_BRIEF_: Everything in the records must be reproduced exactly, except for the pictures.
[[ MATERIAL PROVIDED, beginning ]]
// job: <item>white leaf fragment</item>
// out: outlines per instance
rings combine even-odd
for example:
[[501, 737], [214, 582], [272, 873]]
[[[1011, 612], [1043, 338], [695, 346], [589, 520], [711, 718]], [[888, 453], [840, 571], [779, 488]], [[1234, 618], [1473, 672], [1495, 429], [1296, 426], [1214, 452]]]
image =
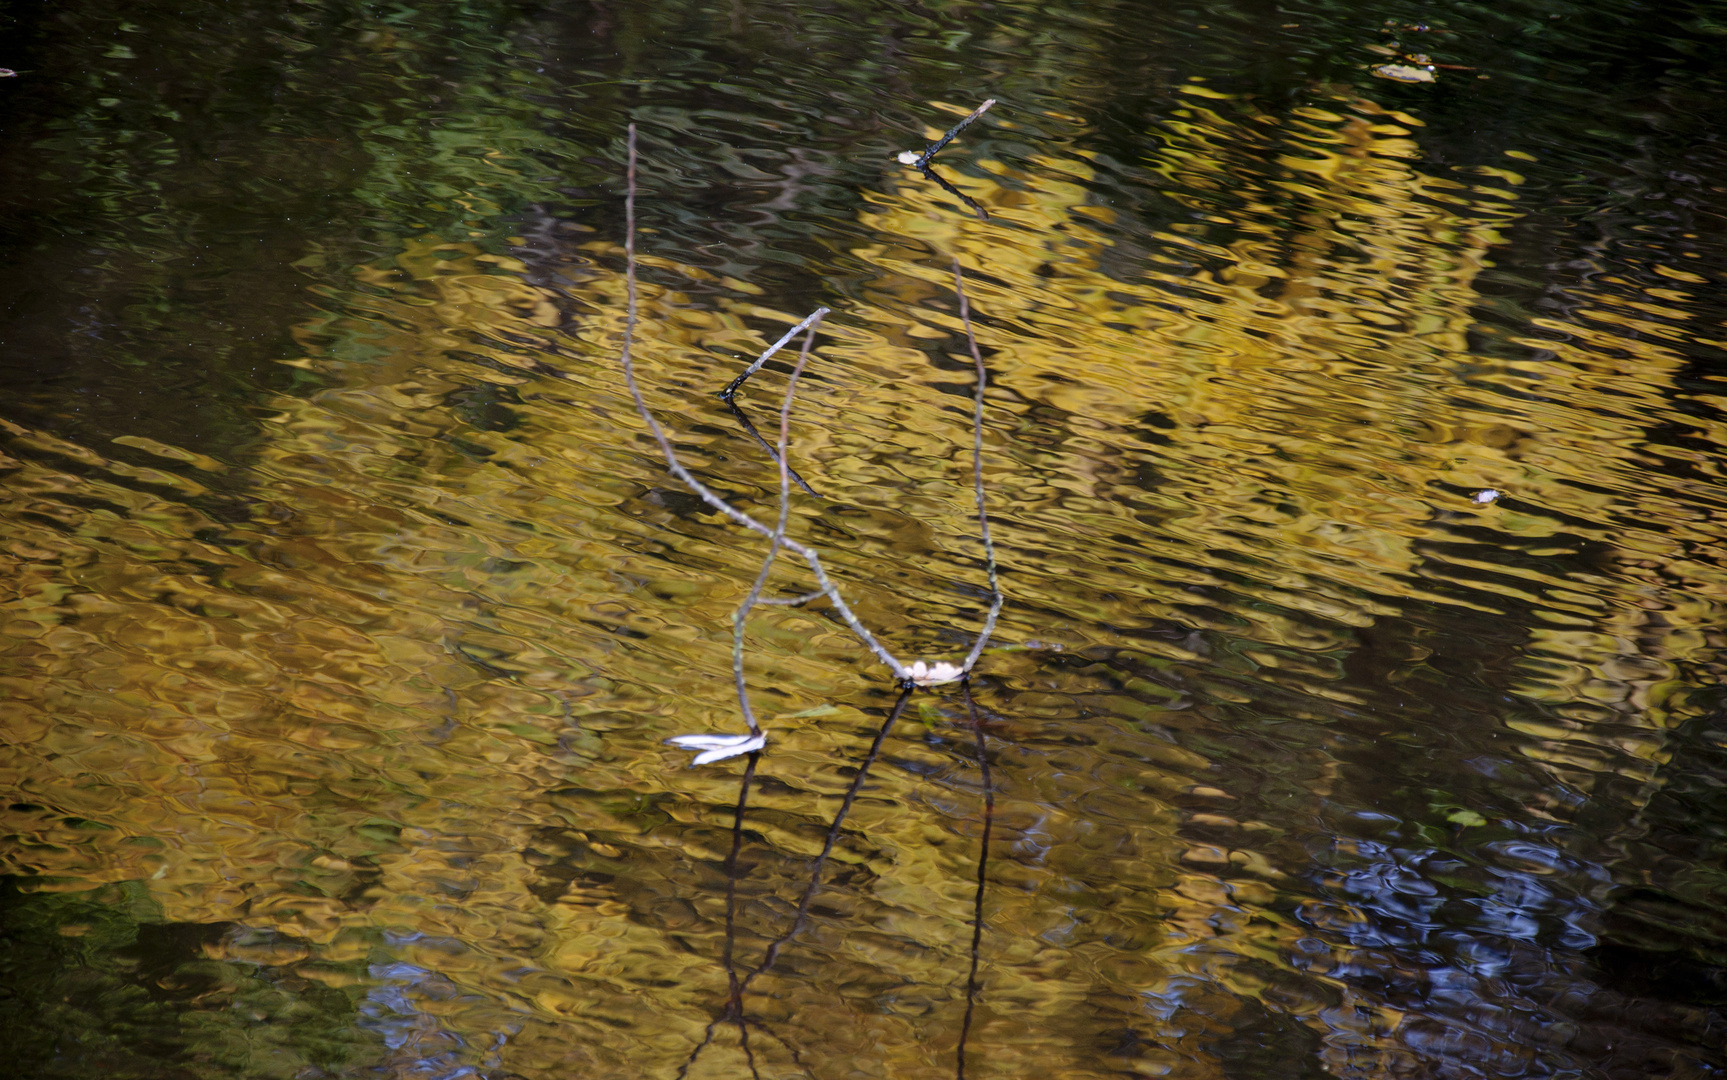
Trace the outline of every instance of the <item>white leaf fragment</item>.
[[899, 163], [901, 165], [916, 165], [917, 159], [922, 156], [923, 155], [918, 153], [916, 150], [901, 150], [899, 152]]
[[753, 754], [766, 746], [766, 735], [673, 735], [666, 740], [680, 750], [700, 750], [690, 767], [724, 761], [739, 754]]
[[911, 681], [919, 686], [934, 686], [936, 683], [957, 682], [965, 675], [964, 668], [960, 667], [958, 664], [950, 664], [946, 660], [939, 660], [933, 664], [926, 664], [922, 660], [919, 660], [911, 667], [906, 668], [906, 672], [911, 675]]
[[1474, 503], [1476, 506], [1487, 506], [1490, 503], [1496, 503], [1499, 501], [1499, 492], [1492, 488], [1486, 488], [1471, 495], [1469, 497], [1469, 501]]

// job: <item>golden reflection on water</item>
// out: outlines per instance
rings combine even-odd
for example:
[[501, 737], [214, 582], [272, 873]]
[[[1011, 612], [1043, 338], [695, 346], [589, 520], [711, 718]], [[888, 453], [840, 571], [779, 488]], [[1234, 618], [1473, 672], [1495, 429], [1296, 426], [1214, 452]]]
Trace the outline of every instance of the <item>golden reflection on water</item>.
[[[1434, 605], [1485, 626], [1515, 601], [1543, 624], [1515, 658], [1541, 708], [1507, 751], [1556, 787], [1647, 792], [1720, 646], [1719, 495], [1648, 468], [1690, 453], [1652, 426], [1723, 441], [1675, 409], [1662, 344], [1695, 275], [1655, 265], [1672, 287], [1654, 296], [1599, 275], [1574, 319], [1511, 341], [1540, 352], [1489, 355], [1472, 308], [1515, 172], [1417, 172], [1419, 119], [1347, 95], [1282, 118], [1186, 99], [1146, 164], [1201, 222], [1129, 235], [1081, 157], [956, 177], [987, 224], [884, 176], [850, 252], [873, 276], [836, 305], [796, 415], [794, 464], [826, 500], [795, 527], [901, 655], [959, 652], [983, 606], [945, 254], [965, 260], [994, 380], [999, 640], [1025, 646], [988, 656], [980, 688], [1000, 813], [977, 1075], [1118, 1075], [1099, 1047], [1124, 1030], [1140, 1071], [1233, 1075], [1219, 1047], [1265, 1016], [1311, 1032], [1334, 1075], [1412, 1067], [1455, 1014], [1345, 977], [1407, 961], [1348, 944], [1364, 916], [1304, 877], [1351, 778], [1295, 746], [1278, 767], [1299, 800], [1238, 816], [1253, 772], [1221, 761], [1227, 707], [1358, 709], [1362, 631]], [[661, 740], [737, 729], [729, 619], [758, 556], [638, 430], [617, 240], [571, 241], [552, 279], [431, 236], [361, 268], [296, 328], [327, 388], [271, 403], [245, 520], [212, 510], [222, 463], [8, 427], [8, 870], [145, 882], [170, 922], [242, 928], [213, 953], [393, 988], [411, 1006], [379, 1051], [393, 1068], [676, 1071], [725, 995], [736, 772], [685, 770]], [[713, 275], [643, 243], [653, 403], [702, 475], [770, 505], [773, 471], [711, 392], [803, 312], [741, 282], [697, 303]], [[764, 374], [746, 406], [765, 416], [779, 385]], [[1472, 503], [1485, 488], [1505, 498]], [[1499, 544], [1589, 545], [1594, 569]], [[819, 612], [764, 613], [754, 635], [778, 719], [746, 957], [787, 925], [889, 700]], [[802, 1075], [788, 1047], [866, 1075], [952, 1068], [978, 775], [955, 703], [929, 701], [752, 993], [765, 1075]], [[737, 1074], [723, 1037], [710, 1055]]]

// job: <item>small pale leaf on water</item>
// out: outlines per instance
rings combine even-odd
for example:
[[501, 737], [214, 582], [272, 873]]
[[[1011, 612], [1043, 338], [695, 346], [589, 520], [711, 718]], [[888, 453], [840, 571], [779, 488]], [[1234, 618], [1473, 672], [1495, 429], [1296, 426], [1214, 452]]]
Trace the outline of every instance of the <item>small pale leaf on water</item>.
[[923, 155], [919, 154], [916, 150], [901, 150], [899, 152], [899, 163], [901, 165], [916, 165], [917, 159], [922, 156]]
[[680, 750], [700, 750], [690, 767], [752, 754], [767, 745], [766, 735], [673, 735], [666, 740]]
[[1489, 506], [1499, 501], [1499, 492], [1493, 488], [1484, 488], [1469, 497], [1476, 506]]
[[1433, 81], [1433, 72], [1426, 68], [1410, 67], [1408, 64], [1380, 64], [1373, 69], [1373, 74], [1393, 82], [1423, 83]]
[[1445, 820], [1453, 825], [1475, 826], [1487, 824], [1487, 819], [1473, 810], [1453, 810], [1445, 815]]

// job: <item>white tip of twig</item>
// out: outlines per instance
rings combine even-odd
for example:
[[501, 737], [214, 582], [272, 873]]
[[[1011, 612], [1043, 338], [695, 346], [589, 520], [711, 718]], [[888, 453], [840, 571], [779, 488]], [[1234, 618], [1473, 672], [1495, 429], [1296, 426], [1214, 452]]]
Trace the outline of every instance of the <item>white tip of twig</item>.
[[680, 750], [700, 750], [696, 759], [690, 762], [690, 767], [706, 765], [714, 761], [724, 761], [726, 758], [737, 757], [739, 754], [753, 754], [766, 746], [766, 735], [673, 735], [666, 740]]
[[899, 152], [899, 163], [901, 165], [916, 165], [917, 159], [921, 156], [923, 155], [919, 154], [916, 150], [901, 150]]
[[1471, 495], [1469, 497], [1469, 501], [1474, 503], [1476, 506], [1488, 506], [1499, 501], [1499, 492], [1492, 488], [1487, 488]]
[[960, 677], [965, 674], [965, 669], [958, 664], [950, 664], [946, 660], [940, 660], [933, 664], [926, 664], [919, 660], [911, 667], [906, 668], [906, 673], [911, 676], [911, 681], [919, 686], [934, 686], [936, 683], [958, 682]]

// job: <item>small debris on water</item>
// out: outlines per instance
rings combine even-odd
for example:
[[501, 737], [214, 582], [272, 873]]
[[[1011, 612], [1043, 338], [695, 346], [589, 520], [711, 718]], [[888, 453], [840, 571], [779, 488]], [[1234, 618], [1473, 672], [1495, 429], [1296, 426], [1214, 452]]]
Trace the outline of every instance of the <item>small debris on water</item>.
[[1492, 488], [1484, 488], [1471, 495], [1469, 501], [1476, 506], [1491, 506], [1499, 501], [1499, 492]]
[[1426, 68], [1410, 67], [1408, 64], [1381, 64], [1373, 69], [1373, 74], [1393, 82], [1427, 83], [1433, 81], [1433, 72]]
[[906, 672], [911, 675], [911, 681], [919, 686], [934, 686], [936, 683], [957, 682], [965, 675], [964, 668], [960, 667], [958, 664], [950, 664], [945, 660], [938, 660], [933, 664], [926, 664], [922, 660], [919, 660], [917, 663], [907, 668]]
[[700, 750], [690, 767], [753, 754], [767, 745], [766, 735], [673, 735], [666, 740], [681, 750]]
[[899, 152], [899, 163], [901, 165], [916, 165], [917, 159], [922, 156], [923, 155], [919, 154], [916, 150], [901, 150]]

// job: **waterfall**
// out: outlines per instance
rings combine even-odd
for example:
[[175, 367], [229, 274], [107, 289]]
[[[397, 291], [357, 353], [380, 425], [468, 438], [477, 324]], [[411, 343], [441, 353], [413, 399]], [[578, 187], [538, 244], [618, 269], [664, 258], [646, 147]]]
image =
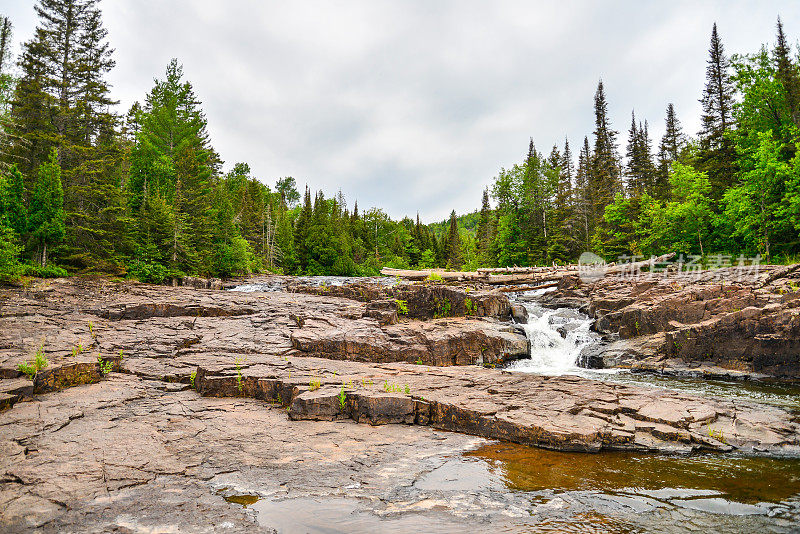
[[ MATERIAL PROVIDED, end ]]
_WRITTEN RESPONSE_:
// job: <item>white leaf fragment</item>
// out: outlines per instance
rings combine even-odd
for example:
[[501, 737], [214, 582], [272, 873]]
[[[1011, 612], [1043, 338], [695, 346], [589, 520], [711, 718]], [[888, 453], [840, 571], [779, 488]], [[1234, 618], [1473, 672], [1495, 429], [1296, 426], [1214, 452]]]
image =
Trace the outline of every instance of the <item>white leaf fragment</item>.
[[899, 163], [901, 165], [916, 165], [917, 159], [922, 156], [923, 155], [918, 153], [916, 150], [901, 150], [899, 152]]
[[753, 754], [766, 746], [766, 735], [673, 735], [666, 740], [680, 750], [700, 750], [690, 767], [724, 761], [739, 754]]
[[911, 681], [919, 686], [934, 686], [936, 683], [957, 682], [965, 675], [964, 668], [960, 667], [958, 664], [950, 664], [946, 660], [939, 660], [933, 664], [926, 664], [922, 660], [919, 660], [911, 667], [906, 668], [906, 672], [911, 675]]
[[1474, 503], [1476, 506], [1487, 506], [1490, 503], [1496, 503], [1499, 501], [1499, 492], [1492, 488], [1486, 488], [1471, 495], [1469, 497], [1469, 501]]

// job: <item>golden reflection on water</item>
// out: outlines per instance
rings combine even-odd
for example:
[[501, 737], [214, 582], [272, 873]]
[[[1011, 612], [1043, 338], [695, 346], [589, 520], [711, 718]], [[888, 453], [840, 571], [779, 488]], [[1234, 618], [1473, 672], [1495, 429], [1296, 426], [1214, 452]]]
Trace the outline of every instance of the <item>golden reflection on water</item>.
[[[1434, 605], [1485, 626], [1515, 601], [1543, 624], [1515, 658], [1541, 708], [1507, 751], [1556, 787], [1647, 792], [1720, 646], [1719, 495], [1648, 468], [1690, 453], [1652, 426], [1723, 441], [1675, 409], [1662, 344], [1695, 275], [1655, 265], [1672, 287], [1654, 296], [1599, 275], [1574, 319], [1511, 341], [1540, 352], [1489, 355], [1472, 308], [1515, 172], [1417, 172], [1419, 119], [1347, 95], [1282, 118], [1186, 99], [1146, 164], [1201, 222], [1129, 235], [1081, 157], [956, 177], [987, 224], [884, 176], [850, 252], [873, 276], [836, 305], [796, 415], [794, 464], [826, 500], [795, 527], [901, 655], [959, 652], [983, 606], [945, 254], [965, 260], [994, 380], [999, 640], [1025, 646], [988, 656], [980, 688], [1000, 813], [977, 1075], [1118, 1075], [1099, 1047], [1124, 1030], [1140, 1071], [1233, 1075], [1219, 1047], [1265, 1016], [1311, 1032], [1334, 1075], [1412, 1067], [1455, 1014], [1345, 977], [1407, 961], [1348, 944], [1364, 916], [1304, 877], [1351, 778], [1295, 746], [1278, 767], [1299, 800], [1238, 816], [1253, 772], [1221, 761], [1227, 707], [1358, 709], [1362, 631]], [[661, 740], [737, 729], [729, 619], [758, 556], [638, 430], [617, 240], [571, 241], [552, 279], [431, 236], [361, 268], [296, 328], [327, 388], [271, 403], [245, 520], [212, 510], [222, 463], [8, 427], [8, 870], [145, 882], [170, 922], [242, 928], [213, 953], [393, 988], [411, 1006], [379, 1051], [393, 1068], [676, 1071], [725, 995], [736, 772], [685, 770]], [[713, 275], [643, 243], [653, 403], [702, 475], [770, 505], [773, 471], [711, 392], [803, 312], [741, 282], [697, 303]], [[764, 374], [746, 406], [765, 416], [779, 385]], [[1472, 503], [1485, 488], [1505, 498]], [[1499, 544], [1589, 545], [1594, 569]], [[819, 612], [764, 613], [754, 635], [778, 719], [746, 957], [787, 925], [889, 700]], [[802, 1075], [788, 1047], [866, 1075], [952, 1068], [978, 775], [955, 703], [929, 701], [752, 993], [765, 1075]], [[737, 1074], [723, 1037], [710, 1055]]]

// job: <item>small pale leaf on water</item>
// out: outlines per instance
rings combine even-odd
for example:
[[501, 737], [214, 582], [272, 873]]
[[[1011, 612], [1043, 338], [695, 346], [589, 520], [711, 718]], [[888, 453], [840, 571], [779, 488]], [[1234, 618], [1473, 672], [1495, 429], [1296, 426], [1214, 452]]]
Trace the outline of every instance of the <item>small pale leaf on water</item>.
[[923, 155], [919, 154], [916, 150], [901, 150], [899, 152], [899, 163], [901, 165], [916, 165], [917, 159], [922, 156]]
[[680, 750], [700, 750], [690, 767], [752, 754], [767, 745], [766, 735], [673, 735], [666, 740]]
[[1489, 506], [1499, 501], [1499, 492], [1493, 488], [1484, 488], [1469, 497], [1476, 506]]
[[1433, 81], [1433, 72], [1426, 68], [1410, 67], [1408, 64], [1380, 64], [1373, 69], [1373, 74], [1393, 82], [1423, 83]]
[[1445, 820], [1453, 825], [1475, 826], [1487, 824], [1487, 819], [1473, 810], [1453, 810], [1445, 815]]

// job: <item>white tip of twig</item>
// out: outlines per instance
rings combine even-odd
for example:
[[501, 737], [214, 582], [272, 873]]
[[[1011, 612], [1043, 338], [695, 346], [589, 520], [711, 718]], [[888, 453], [840, 571], [779, 488]], [[1234, 618], [1473, 672], [1495, 429], [1296, 426], [1214, 452]]]
Trace the outline of every instance of the <item>white tip of twig</item>.
[[680, 750], [700, 750], [696, 759], [690, 762], [690, 767], [706, 765], [714, 761], [724, 761], [726, 758], [737, 757], [739, 754], [753, 754], [766, 746], [766, 735], [673, 735], [666, 740]]
[[899, 152], [899, 163], [901, 165], [916, 165], [917, 159], [921, 156], [923, 155], [919, 154], [916, 150], [901, 150]]
[[1471, 495], [1469, 497], [1469, 501], [1474, 503], [1476, 506], [1488, 506], [1499, 501], [1499, 492], [1492, 488], [1487, 488]]
[[960, 677], [965, 674], [965, 669], [958, 664], [950, 664], [946, 660], [940, 660], [933, 664], [926, 664], [919, 660], [911, 667], [906, 668], [906, 673], [911, 676], [911, 681], [919, 686], [934, 686], [936, 683], [958, 682]]

// job: <item>small debris on water</item>
// out: outlines per instance
rings combine even-odd
for example:
[[501, 737], [214, 582], [272, 873]]
[[[1011, 612], [1043, 338], [695, 346], [589, 520], [711, 718]], [[888, 453], [840, 571], [779, 488]], [[1234, 618], [1473, 672], [1495, 429], [1296, 426], [1214, 452]]]
Trace the outline of every instance of the <item>small debris on water</item>.
[[1492, 488], [1484, 488], [1471, 495], [1469, 501], [1476, 506], [1491, 506], [1499, 501], [1499, 492]]
[[1426, 68], [1410, 67], [1408, 64], [1381, 64], [1373, 69], [1373, 74], [1393, 82], [1427, 83], [1433, 81], [1433, 72]]
[[906, 672], [911, 675], [911, 681], [919, 686], [934, 686], [936, 683], [957, 682], [965, 675], [964, 668], [960, 667], [958, 664], [950, 664], [945, 660], [938, 660], [933, 664], [926, 664], [922, 660], [919, 660], [917, 663], [907, 668]]
[[700, 750], [690, 767], [753, 754], [767, 745], [766, 735], [673, 735], [666, 740], [681, 750]]
[[899, 152], [899, 163], [901, 165], [916, 165], [917, 159], [922, 156], [923, 155], [919, 154], [916, 150], [901, 150]]

// job: **waterfall**
// out: outlines per instance
rings combine even-odd
for example:
[[175, 367], [229, 274], [107, 289]]
[[[397, 291], [357, 353], [380, 425], [468, 438], [477, 324]], [[411, 343], [441, 353], [413, 399]], [[578, 187], [538, 244], [618, 269], [664, 258], [646, 147]]]
image =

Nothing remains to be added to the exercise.